> Exercise brief
Print the listing below exactly.

> Source material
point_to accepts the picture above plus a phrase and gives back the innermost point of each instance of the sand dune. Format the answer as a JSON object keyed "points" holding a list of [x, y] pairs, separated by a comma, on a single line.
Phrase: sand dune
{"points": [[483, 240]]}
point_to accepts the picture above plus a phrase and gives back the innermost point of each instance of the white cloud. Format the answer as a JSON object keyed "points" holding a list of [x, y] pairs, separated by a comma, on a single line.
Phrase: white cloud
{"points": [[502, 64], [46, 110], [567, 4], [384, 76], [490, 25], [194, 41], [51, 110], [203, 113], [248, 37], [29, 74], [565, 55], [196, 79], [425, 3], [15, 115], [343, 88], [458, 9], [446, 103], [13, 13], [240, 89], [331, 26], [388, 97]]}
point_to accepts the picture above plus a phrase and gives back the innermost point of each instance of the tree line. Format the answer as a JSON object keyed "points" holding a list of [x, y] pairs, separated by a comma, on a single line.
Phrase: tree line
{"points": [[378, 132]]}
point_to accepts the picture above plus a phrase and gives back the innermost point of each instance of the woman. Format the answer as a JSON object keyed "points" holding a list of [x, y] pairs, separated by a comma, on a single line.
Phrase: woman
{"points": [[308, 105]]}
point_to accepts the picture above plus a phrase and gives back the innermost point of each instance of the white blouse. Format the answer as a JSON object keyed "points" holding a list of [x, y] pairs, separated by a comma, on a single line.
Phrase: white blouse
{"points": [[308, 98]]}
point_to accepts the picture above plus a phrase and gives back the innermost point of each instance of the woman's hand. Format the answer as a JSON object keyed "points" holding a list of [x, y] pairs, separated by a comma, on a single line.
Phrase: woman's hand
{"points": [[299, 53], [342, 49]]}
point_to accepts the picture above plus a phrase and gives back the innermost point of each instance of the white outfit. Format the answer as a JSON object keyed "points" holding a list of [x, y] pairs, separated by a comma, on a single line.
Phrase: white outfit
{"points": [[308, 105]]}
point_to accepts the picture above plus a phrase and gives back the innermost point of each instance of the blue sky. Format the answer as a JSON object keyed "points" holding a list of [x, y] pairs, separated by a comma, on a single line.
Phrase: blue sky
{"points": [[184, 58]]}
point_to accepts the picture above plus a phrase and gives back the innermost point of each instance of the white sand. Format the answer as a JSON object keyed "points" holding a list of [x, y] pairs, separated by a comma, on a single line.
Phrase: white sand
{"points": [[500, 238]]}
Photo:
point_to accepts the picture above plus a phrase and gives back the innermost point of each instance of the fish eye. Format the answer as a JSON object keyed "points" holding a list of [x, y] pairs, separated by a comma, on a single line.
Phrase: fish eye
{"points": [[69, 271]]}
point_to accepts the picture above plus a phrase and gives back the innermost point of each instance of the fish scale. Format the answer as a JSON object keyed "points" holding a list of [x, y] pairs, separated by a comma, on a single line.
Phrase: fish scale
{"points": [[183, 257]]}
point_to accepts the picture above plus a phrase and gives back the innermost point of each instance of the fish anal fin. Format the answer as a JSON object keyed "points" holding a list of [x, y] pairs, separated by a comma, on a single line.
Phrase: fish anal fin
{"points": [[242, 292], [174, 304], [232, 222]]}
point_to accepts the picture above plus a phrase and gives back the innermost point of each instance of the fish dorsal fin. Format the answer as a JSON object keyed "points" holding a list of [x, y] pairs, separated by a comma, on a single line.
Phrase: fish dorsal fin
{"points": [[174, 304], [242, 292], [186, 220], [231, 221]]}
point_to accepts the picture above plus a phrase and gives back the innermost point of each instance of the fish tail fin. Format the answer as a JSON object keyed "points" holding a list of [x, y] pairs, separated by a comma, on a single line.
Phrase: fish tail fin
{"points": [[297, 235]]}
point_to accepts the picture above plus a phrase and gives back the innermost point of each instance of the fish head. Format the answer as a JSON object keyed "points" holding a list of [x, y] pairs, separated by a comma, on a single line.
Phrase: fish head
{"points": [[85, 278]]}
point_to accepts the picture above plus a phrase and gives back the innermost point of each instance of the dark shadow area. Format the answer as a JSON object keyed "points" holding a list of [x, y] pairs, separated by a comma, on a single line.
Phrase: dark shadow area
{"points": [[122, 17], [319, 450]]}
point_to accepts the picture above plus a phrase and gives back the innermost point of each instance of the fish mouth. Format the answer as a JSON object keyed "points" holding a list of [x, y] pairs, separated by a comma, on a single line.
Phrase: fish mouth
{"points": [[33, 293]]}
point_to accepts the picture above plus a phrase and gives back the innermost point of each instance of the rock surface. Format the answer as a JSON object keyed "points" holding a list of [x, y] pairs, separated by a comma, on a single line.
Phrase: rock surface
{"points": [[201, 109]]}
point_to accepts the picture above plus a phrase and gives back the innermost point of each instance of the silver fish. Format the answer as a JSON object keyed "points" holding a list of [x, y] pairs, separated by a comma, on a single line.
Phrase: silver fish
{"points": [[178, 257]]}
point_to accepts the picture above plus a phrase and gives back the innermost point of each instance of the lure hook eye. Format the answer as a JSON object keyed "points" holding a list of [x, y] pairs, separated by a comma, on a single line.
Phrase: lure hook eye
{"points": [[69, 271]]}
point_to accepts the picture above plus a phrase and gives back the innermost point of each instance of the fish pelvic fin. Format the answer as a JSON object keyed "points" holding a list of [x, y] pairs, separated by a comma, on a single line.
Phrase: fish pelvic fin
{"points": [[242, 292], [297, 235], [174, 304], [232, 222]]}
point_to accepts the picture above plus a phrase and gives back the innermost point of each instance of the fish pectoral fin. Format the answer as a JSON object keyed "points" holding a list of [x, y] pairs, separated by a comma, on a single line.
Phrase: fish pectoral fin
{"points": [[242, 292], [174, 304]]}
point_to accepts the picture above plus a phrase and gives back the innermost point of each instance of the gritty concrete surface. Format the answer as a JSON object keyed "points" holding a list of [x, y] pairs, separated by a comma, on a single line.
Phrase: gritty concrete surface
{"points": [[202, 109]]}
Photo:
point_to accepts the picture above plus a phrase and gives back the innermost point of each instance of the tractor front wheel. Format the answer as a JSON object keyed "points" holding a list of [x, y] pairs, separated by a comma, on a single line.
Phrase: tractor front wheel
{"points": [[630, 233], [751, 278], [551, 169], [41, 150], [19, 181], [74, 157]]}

> Output
point_to accepts the picture above plus a phrase and gives back the innermost point of each instance of the sand dune. Format the answer as a JSON object keyed "points" holding a list of [x, y] pairs, separated by a comma, on a single line.
Phrase: sand dune
{"points": [[483, 240]]}
point_to accepts the picture above plus a phrase and gives back the innermost point of each instance of the white cloud. Format the answer as a JSON object keyed "points" holding a list of [x, y] pairs, separated by a comma, on a single line.
Phrase: white cloud
{"points": [[502, 64], [46, 110], [567, 4], [384, 76], [490, 25], [194, 41], [51, 110], [203, 113], [248, 37], [29, 74], [565, 55], [196, 79], [425, 3], [15, 115], [343, 88], [458, 9], [446, 103], [13, 13], [240, 89], [331, 26], [388, 97]]}
point_to accepts the picture above plus a phrase and gives back the innermost point of each instance of the tree line. Format the answer as a JSON object keyed "points" holding a list of [x, y] pairs, separated by a comma, on a single line.
Phrase: tree line
{"points": [[378, 132]]}
point_to accepts the picture above plus a phrase and gives back the innermost point of each instance of the woman. Format the answer as a JSON object keyed "points" holding a list of [x, y] pairs, separated by a comma, on a single line.
Phrase: woman
{"points": [[308, 105]]}
point_to accepts the picture above plus a phrase and gives back the innermost point of each instance of the white blouse. Format the answer as a JSON object keyed "points" holding a list of [x, y] pairs, separated by a comma, on a single line.
Phrase: white blouse
{"points": [[308, 98]]}
point_to accepts the picture above plus a phrase and gives back the innermost point of each instance of the woman's hand. Format the answer as a JSON object keyed "points" holding a list of [x, y] pairs, separated by a comma, on a single line.
Phrase: woman's hand
{"points": [[299, 53], [342, 49]]}
point_to accepts the picture above plus a phrase and gives back the innermost point of each instance of the white outfit. Format the answer as a JSON object keyed "points" holding a list of [x, y] pairs, separated by a comma, on a single line.
Phrase: white outfit
{"points": [[308, 105]]}
point_to accepts the picture above plus a phrase and gives back the innermost point of each instance of the blue sky. Format the answer as a JSON object keyed "points" holding a list of [x, y] pairs, separated by a comma, on a single line.
Phrase: blue sky
{"points": [[184, 58]]}
point_to accepts the picture above plus a phrase and gives back the innermost point of each instance of the white sand. Format the answer as a JSON object keyed "points" holding a list of [x, y] pairs, separated by a comma, on a single line.
Phrase: white sand
{"points": [[500, 238]]}
Photo:
point_to accepts the picture above plus a phrase and gives back the innermost point of each instance of the fish eye. Format the answer as a JSON object keyed "points" holding a list of [x, y] pairs, separated by a comma, on a single line.
Phrase: fish eye
{"points": [[69, 271]]}
point_to accepts the picture above plus a phrase and gives back the innermost point of each instance of the fish scale. Format the answer as a JSON object keyed "points" holding a list of [x, y] pairs, separated by a comma, on a single line.
Phrase: fish scale
{"points": [[183, 257]]}
point_to accepts the picture above plus a phrase and gives back the innermost point of each instance of the fish anal fin. Format the answer as a JSON object keyed "points" holding a list of [x, y] pairs, separated by a comma, on a single line.
Phrase: fish anal fin
{"points": [[242, 292], [174, 304], [232, 222]]}
point_to accepts the picture above plus a phrase and gives back the innermost point of each instance of the fish dorsal fin. Format the answer as a JSON object keyed "points" holding a list of [x, y] pairs, separated by a comma, on a single line.
Phrase: fish dorsal fin
{"points": [[174, 304], [242, 292], [186, 220], [231, 221]]}
point_to accepts the picture above plus a phrase and gives back the innermost point of each instance of the fish tail fin. Format the answer as a JSON object keyed "points" holding a list of [x, y] pairs, separated by a comma, on a single line.
Phrase: fish tail fin
{"points": [[297, 235]]}
point_to accepts the picture above plus a phrase and gives back the innermost point of each instance of the fish head. Format the answer as a JSON object keyed "points" holding a list of [x, y] pairs, separated by a comma, on a single line.
Phrase: fish head
{"points": [[85, 278]]}
point_to accepts the picture above plus a phrase and gives back the innermost point of each instance of the dark shadow area. Format the answer as a JSON object keyed "points" holding a list of [x, y] pairs, separated by a comma, on a single line.
Phrase: dark shadow area
{"points": [[122, 17], [319, 450]]}
point_to accepts the picture above plus a phrase and gives back the innermost point of each instance of the fish mouth. Format the answer as a JSON object keyed "points" holding a list of [x, y] pairs, separated by a comma, on a single line.
Phrase: fish mouth
{"points": [[33, 293]]}
point_to accepts the picture above plus a phrase and gives back the innermost point of each instance of the rock surface. Format the answer as a JSON object keyed "points" holding a list of [x, y] pairs, separated by a comma, on a single line.
Phrase: rock surface
{"points": [[201, 109]]}
point_to accepts the picture above plus a phrase and gives back the innermost point of each instance of the silver fish. Format the answer as a JSON object keyed "points" holding a list of [x, y] pairs, separated by a comma, on a single line.
Phrase: silver fish
{"points": [[178, 257]]}
point_to accepts the picture above plus a phrase and gives back the innermost point of each instance of the lure hook eye. Format the answer as a JSON object keyed "points" holding a list of [x, y] pairs, separated by a comma, on a single line.
Phrase: lure hook eye
{"points": [[69, 271]]}
point_to accepts the picture above plus a phrase and gives back the innermost point of each instance of the fish pelvic fin. Format the answer as a JSON object keyed "points" holding a list of [x, y] pairs, separated by a comma, on a single line.
Phrase: fish pelvic fin
{"points": [[242, 292], [297, 235], [174, 304], [232, 222]]}
point_to accepts the picture above plus a phrase and gives back the innermost point of each instance of the fish pectoral fin. Format the answer as a JSON object keyed "points" holding a list of [x, y] pairs, separated by a comma, on a single line.
Phrase: fish pectoral fin
{"points": [[242, 292], [174, 304]]}
point_to accepts the picture above plus a phrase and gives back the innermost point of each instance of the gritty concrete surface. Format the answer as a JSON object keyed "points" holding a list of [x, y] pairs, separated by a comma, on a single line.
Phrase: gritty concrete surface
{"points": [[202, 109]]}
Photo:
point_to accepts the picture above plus a phrase and gives back the innermost point of each instance of the tractor front wheel. Format the answer as a JSON object keyed "points" holding a list of [x, y] pairs, separated by a comma, on a single line.
Phrase: tractor front wheel
{"points": [[630, 233], [751, 278], [551, 169], [41, 150], [19, 181], [74, 157]]}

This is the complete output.